Position annotation records:

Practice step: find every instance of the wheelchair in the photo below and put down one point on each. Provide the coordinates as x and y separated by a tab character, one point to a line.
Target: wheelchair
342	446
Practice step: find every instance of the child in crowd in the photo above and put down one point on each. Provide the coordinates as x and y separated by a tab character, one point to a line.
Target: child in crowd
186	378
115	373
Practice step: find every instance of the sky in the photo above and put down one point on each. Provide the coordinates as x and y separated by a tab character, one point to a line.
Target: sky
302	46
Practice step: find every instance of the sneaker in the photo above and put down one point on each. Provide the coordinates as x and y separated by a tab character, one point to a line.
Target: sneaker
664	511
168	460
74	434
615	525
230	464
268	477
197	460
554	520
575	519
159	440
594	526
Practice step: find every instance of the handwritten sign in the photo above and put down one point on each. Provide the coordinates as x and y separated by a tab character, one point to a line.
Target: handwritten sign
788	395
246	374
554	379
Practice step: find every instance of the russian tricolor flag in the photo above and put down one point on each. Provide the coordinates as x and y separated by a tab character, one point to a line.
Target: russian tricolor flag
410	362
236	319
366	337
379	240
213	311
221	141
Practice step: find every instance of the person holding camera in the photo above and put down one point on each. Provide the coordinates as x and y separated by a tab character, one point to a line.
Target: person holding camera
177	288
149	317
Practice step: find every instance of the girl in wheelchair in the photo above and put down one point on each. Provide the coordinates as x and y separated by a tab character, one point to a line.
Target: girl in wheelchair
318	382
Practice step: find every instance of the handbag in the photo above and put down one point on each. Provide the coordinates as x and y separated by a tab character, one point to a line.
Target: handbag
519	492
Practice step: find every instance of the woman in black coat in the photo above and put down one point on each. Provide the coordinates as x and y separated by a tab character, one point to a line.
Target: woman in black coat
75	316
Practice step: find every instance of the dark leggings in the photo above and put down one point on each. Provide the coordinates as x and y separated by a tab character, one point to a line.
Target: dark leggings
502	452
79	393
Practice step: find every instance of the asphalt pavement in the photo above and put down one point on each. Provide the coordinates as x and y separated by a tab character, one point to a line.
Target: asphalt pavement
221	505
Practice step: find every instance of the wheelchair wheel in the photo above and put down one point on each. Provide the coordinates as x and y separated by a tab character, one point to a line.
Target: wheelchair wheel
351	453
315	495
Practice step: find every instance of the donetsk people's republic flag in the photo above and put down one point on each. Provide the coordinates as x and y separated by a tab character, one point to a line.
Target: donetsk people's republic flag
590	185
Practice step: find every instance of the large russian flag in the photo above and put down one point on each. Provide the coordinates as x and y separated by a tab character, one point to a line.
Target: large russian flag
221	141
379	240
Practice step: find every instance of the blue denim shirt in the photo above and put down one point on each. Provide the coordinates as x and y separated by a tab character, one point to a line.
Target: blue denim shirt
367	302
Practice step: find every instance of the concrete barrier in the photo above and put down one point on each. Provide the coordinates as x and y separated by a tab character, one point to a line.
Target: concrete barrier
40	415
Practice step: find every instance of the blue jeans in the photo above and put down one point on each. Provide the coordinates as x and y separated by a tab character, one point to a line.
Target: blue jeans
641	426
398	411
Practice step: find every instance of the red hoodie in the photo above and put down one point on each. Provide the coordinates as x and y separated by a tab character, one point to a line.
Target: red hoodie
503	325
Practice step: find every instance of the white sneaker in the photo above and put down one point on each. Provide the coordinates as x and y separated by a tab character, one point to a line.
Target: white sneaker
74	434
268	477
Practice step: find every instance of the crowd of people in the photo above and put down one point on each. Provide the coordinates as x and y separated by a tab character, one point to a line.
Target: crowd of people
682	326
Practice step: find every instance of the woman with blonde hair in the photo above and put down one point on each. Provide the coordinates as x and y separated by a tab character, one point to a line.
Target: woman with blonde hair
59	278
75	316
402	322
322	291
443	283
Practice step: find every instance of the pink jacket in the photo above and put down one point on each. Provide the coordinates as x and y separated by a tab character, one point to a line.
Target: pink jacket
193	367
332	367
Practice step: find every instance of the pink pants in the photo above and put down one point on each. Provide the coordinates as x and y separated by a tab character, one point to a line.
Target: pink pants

TASK PROMPT: Show the data once more, exactly as it was written.

SOLUTION TO THE PROBLEM:
Practice step: find every instance of the wheelchair in the photo below and put down one point on each. Provide the coordinates as x and y separated by a tab character, one point to a line.
Target: wheelchair
342	446
Practice step: find every instance of the child in crowd in the photo above and put down one point on each. Provide the coordinates as x and y separated by a tab character, one point to a line.
Target: child in crowd
186	378
115	373
Practice step: find every instance of the sky in the photo above and put down one point on each. Provide the coordinates as x and y separated by a tab character, one point to a line.
Target: sky
302	46
Practice step: find every instance of the sneaker in the photo above and put down one point on each. Provide the coordinates as x and y separated by a tab character, one point to a line.
Target: sneaker
664	511
168	460
74	434
615	525
230	464
268	477
197	460
554	520
575	519
159	440
594	526
Practice step: find every instance of the handwritten sign in the photo above and put down one point on each. Provide the coordinates as x and y separated by a tab character, one point to a line.
Target: handwritten sign
788	395
246	374
554	379
Practice step: find every instance of the russian tricolor flag in the photo above and put down one point on each. Provide the coordinates as x and y separated by a tab character, one point to a line.
Target: russian tricolor flag
410	362
236	319
366	337
379	240
213	311
221	141
Practice step: find every instance of the person holding camera in the photo above and put down one point on each. Provide the coordinates as x and y separated by a tab character, one point to a line.
Target: person holding camera
177	288
149	317
Practice step: find every instance of the girl in wheelchair in the photo above and put down one point on each. Provide the coordinates as x and y separated by a tab character, one point to a line.
Target: girl in wheelchair
318	382
Practice step: find every instance of the handbag in the photo above and put down one point on each. Provide the coordinates as x and y separated by a tab character, one point to a line.
Target: handbag
519	492
Practice step: find every instance of the woman in black coat in the photo above and put down one point on each. Provide the coordinates as x and y separated by a tab character, one point to a line.
Target: woman in black coat
75	316
Practice step: find every instance of the dark leggings in the photo above and put down one point on each. Provide the coordinates as x and y separated by a tab character, one point to a line.
Target: dark leggings
502	452
79	393
Practice step: find every instance of the asphalt pavement in the photo above and put down one point on each. Provide the coordinates as x and y separated by a tab character, one point to a line.
Target: asphalt pavement
221	505
Practice step: find every instance of the wheelchair wheel in the photo above and put down one point on each. Provide the coordinates as x and y separated by a tab character, one point to a line.
Target: wheelchair wheel
351	453
315	495
Practice step: find every instance of the donetsk people's republic flag in the photo above and put down one point on each. Provide the coordinates as x and y separated by a tab character, one point to a line.
Target: donetsk people's republic flag
590	185
Practice step: find every instance of the large russian flag in the photo above and put down one point on each. Provide the coordinates as x and y separated by a tab character, one point to a line.
Target: large russian flag
221	141
379	240
Practice step: find every instance of the blue denim shirt in the photo above and put down one point on each. Provide the coordinates as x and y separated by a tab character, one point to a line.
Target: blue denim shirt
367	302
Practice step: find every instance of the concrete barrier in the photo above and put down one point on each. Provide the coordinates as x and y separated by a tab character, one point to a line.
Target: concrete barrier
40	415
Practice step: find every instance of the blue jeans in the photo above and put down one point on each. Provide the coordinates as x and y separated by a tab character, one point to a line.
Target: blue jeans
641	426
398	411
Practice step: find every instance of the red hoodie in the photo above and put down one point on each. Provide the coordinates as x and y separated by a tab character, one point to a line.
Target: red hoodie
503	325
Practice step: find every instance of the white sneaker in the photo above and put down one point on each. Provide the coordinates as x and y separated by a tab character, one point to a line.
Target: white sneaker
74	434
268	477
Practice step: find every instance of the crowd of people in the photo above and put down one point on each. Provide the coordinates as x and y separated by a tab character, one point to a line.
Target: crowd of people
682	326
Practice step: find every instance of the woman with blonde hair in the photo above and put down one point on each. Provide the coordinates as x and y separated by a tab character, one point to a line.
Target: woman with blonde hair
59	278
75	316
402	322
322	291
443	283
Practice step: find every instance of the pink jacket in the photo above and put down one point on each. Provide the coordinates as x and y separated by a tab character, one point to a line.
Target: pink jacket
193	367
332	367
Practice step: find every instance of the pink pants in the photo above and put down one point on each. Provide the coordinates as x and y separated by a tab character, one point to a line.
Target: pink pants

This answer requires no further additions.